● **Action item**:
The records that follow should be copied in full, exactly as they read.

━━ Dataset extract

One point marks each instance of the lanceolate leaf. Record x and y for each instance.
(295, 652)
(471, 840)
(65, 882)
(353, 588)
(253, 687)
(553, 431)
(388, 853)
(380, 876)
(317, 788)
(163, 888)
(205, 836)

━━━━

● **Solution**:
One point marks each instance of the lanceolate leaf. Record x and y for each instance.
(295, 652)
(471, 840)
(65, 882)
(353, 588)
(253, 687)
(553, 431)
(388, 853)
(380, 876)
(317, 788)
(163, 888)
(205, 836)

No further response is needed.